Extrait du document:
+===+

En ce sens, les problèmes de santé mentale sont compris comme des problèmes de tissu de relations[3]. Une organisation peut donc être «malade» dans la création des espaces permettant aux individus de trouver une place significative en son sein. Dans cette approche, il est clair que les personnes habitent (et sont habitées) par plusieurs contextes d’interaction en dehors de l’organisation; or, elle-même dispose de plusieurs contextes semblables. En effet, la dynamique d’interactions au sein d’un département précis n’est pas nécessairement la même que dans un autre; par exemple, celle des ventes n’est peut-être pas identique à celle des finances, ou encore de la production. Ainsi, en ce qui concerne les dynamiques externes nuisibles aux individus, l’organisation n’est pas en mesure d’intervenir directement. Cependant, il est possible pour elle de mettre en place des conditions favorisant la création de dynamiques d’interactions significatives, lesquelles peuvent en contrer d’autres qui seraient moins pertinentes ou alors nuisibles.   

Les gestionnaires, lorsqu’ils se penchent sur la santé mentale de l’organisation, évitent dès lors de se retrouver avec des individus qui sont retirés – pas seulement physiquement, mais aussi symboliquement – de leur contexte social et réintégrés dans des systèmes abstraits, désincarnés et décontextualisés; pensons ici aux diagnostics psychiatriques[4].

Des outils de gestion adaptés

Ainsi donc, s’attarder à la santé mentale des organisations nécessite de s’entraîner aux outils réflexifs propres de la pensée complexe[5]. Par exemple, ce qu’on appelle l’analyse dialogique permet d’identifier, d’analyser et de résoudre de manière situationnelle – et donc pas nécessairement de façon définitive – les tensions et les contradictions inhérentes à l’organisation. C’est un outil qui développe la capacité d’observer les éléments de la réalité organisationnelle comme étant à la fois en relation complémentaire, contradictoire et en concurrence entre eux

Voici quelques exemples de tensions bien définies qu’il faudrait chaque fois analyser et résoudre de façon situationnelle : la prise de décisions dans l’organisation, qui fait toujours face à la tension «urgent – important »; un système d’évaluation, à la tension «apprentissage – contrôle»; les ressources humaines, à la tension «développement – stabilité»… Quant aux organisations, elles vivent toutes à proprement parler la macrotension « ordre – désordre».

Les personnes mobilisent et actualisent une pluralité de tensions de l’organisation dans leurs propres rôles. Faciliter sa compréhension signifie donc de se placer dans une posture de santé mentale de l’organisation : on agit sur le contexte comme moyen de mieux se soucier des autres.

+===+

Consigne:
Prolongez le passage sur la santé mentale des organisations en reprenant juste après sa dernière phrase.

+===+

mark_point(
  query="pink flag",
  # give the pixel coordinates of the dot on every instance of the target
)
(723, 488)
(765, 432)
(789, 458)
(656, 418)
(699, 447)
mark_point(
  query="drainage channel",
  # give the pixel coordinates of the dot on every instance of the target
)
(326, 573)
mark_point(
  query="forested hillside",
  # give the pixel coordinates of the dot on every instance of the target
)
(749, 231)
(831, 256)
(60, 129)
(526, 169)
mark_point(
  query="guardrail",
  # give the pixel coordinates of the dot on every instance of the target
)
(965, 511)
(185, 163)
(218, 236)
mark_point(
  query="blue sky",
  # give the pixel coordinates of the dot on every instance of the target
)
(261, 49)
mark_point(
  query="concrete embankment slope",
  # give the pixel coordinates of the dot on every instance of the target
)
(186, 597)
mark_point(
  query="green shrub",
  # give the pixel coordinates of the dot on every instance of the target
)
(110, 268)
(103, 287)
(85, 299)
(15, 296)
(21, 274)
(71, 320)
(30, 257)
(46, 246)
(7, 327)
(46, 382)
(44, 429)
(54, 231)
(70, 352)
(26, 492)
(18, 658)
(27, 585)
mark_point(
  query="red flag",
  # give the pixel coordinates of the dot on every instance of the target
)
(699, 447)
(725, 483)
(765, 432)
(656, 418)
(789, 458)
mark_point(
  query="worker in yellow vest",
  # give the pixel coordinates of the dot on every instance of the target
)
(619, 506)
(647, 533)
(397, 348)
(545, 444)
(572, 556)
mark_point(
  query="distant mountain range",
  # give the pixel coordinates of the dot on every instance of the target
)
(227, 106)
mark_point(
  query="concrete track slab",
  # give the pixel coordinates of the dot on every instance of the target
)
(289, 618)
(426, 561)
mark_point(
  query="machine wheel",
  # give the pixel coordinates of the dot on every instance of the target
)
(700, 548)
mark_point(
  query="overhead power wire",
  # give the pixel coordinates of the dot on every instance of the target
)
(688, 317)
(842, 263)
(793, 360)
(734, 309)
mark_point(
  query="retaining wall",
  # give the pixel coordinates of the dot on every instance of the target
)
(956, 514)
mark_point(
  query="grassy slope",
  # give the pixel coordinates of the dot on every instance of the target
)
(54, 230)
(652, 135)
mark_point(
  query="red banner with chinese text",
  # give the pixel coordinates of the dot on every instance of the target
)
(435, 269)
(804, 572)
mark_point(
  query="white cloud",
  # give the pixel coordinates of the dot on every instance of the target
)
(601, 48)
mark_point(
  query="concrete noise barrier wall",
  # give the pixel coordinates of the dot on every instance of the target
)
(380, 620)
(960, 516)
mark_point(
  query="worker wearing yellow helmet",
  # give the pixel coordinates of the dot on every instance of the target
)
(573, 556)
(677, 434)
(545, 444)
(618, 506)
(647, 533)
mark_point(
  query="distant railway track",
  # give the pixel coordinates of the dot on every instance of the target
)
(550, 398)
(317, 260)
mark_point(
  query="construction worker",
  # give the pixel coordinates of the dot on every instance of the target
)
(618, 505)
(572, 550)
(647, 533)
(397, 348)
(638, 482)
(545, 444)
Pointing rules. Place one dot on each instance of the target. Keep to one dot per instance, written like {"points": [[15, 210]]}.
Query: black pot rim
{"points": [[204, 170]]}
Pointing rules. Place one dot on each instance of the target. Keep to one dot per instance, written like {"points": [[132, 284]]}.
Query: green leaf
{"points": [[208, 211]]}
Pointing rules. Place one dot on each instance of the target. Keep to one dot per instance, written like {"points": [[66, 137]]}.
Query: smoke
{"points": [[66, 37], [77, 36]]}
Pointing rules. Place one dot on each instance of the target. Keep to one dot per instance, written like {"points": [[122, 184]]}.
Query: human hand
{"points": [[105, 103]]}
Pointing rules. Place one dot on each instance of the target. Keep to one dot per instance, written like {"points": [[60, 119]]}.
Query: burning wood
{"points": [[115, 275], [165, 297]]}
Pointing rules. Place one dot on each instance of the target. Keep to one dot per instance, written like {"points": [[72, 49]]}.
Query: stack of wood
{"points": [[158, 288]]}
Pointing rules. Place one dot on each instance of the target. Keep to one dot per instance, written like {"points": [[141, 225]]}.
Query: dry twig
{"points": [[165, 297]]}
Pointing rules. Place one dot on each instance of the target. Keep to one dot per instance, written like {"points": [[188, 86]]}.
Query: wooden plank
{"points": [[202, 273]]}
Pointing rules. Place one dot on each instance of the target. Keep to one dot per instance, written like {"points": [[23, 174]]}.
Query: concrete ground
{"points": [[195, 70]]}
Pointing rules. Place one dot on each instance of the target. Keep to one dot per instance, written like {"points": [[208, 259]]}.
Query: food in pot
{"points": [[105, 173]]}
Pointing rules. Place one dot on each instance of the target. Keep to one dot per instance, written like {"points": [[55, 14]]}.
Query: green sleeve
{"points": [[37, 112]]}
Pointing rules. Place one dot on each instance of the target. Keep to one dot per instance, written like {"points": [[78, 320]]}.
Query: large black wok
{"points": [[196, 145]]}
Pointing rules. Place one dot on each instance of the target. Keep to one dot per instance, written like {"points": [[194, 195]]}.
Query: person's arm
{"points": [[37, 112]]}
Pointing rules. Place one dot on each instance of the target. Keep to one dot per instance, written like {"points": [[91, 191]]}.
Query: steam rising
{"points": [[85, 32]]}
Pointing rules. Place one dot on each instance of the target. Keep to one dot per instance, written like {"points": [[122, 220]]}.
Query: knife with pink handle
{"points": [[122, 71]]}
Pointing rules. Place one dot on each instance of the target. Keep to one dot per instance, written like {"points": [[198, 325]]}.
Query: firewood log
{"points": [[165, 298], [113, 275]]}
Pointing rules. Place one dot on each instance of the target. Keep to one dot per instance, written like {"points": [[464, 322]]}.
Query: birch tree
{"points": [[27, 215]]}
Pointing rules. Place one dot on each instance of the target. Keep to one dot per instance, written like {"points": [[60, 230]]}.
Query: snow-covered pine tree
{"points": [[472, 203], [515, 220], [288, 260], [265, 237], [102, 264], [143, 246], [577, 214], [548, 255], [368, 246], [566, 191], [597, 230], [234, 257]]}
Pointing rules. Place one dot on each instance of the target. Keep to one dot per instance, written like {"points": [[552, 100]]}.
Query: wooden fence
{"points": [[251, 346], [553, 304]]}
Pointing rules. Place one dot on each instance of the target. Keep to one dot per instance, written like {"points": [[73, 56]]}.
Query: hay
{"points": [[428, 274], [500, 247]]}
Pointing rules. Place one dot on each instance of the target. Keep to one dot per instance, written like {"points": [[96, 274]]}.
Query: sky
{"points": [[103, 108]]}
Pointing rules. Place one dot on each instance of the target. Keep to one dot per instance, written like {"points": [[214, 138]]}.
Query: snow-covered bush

+===+

Réponse:
Être en cohérence avec le vivant

En fin de compte, une gestion individualisante de la santé mentale peut devenir un piège pour les individus comme pour l’efficacité de l’action. Au lieu d’agir sur les causes, on agit sur les symptômes, avec la culpabilisation individuelle implicite – et parfois même explicite – que cela comporte. Au contraire, réfléchir à la santé mentale des organisations aidera chacun à mieux comprendre ces systèmes vivants toujours contextuels, concrets, incarnés et faits d'interdépendances que sont les organisations.


Notes

[1] Institut national de santé publique du Québec (INSPQ), Les déterminants de la détresse psychologique élevée liée au travail : résultats de l’Enquête québécoise sur la santé de la population, 2014-2015, Gouvernement du Québec, septembre 2022, 72 pages.

[2] On parle de paradigmes tels que l’énactivisme et l’interactionnisme, entre autres. Il s’agit d’une vision non dualiste du «mental», c’est-à-dire qui ne fait pas de «coupure» entre les interactions, le cerveau, le corps, l’autre et l’environnement. Ainsi, la séparation âme-corps est remise en question, tout comme l’idée que le cerveau a des représentations internes indépendantes d’un corps et d’un environnement.

[3] On suit en ce sens les travaux des approches écologique, interactionnelle et énactive du «mental».

[4] Ce qu’Anthony Giddens nommait comme un phénomène très présent à notre époque et que la vision individualiste de la santé mentale tend à renforcer : le disembedding, ou déracinement.

[5] Malgré le contexte individualisant, des formations destinées aux gestionnaires existent pour entraîner le «muscle» de la complexité. À voir, par exemple : la formation du PCEIM.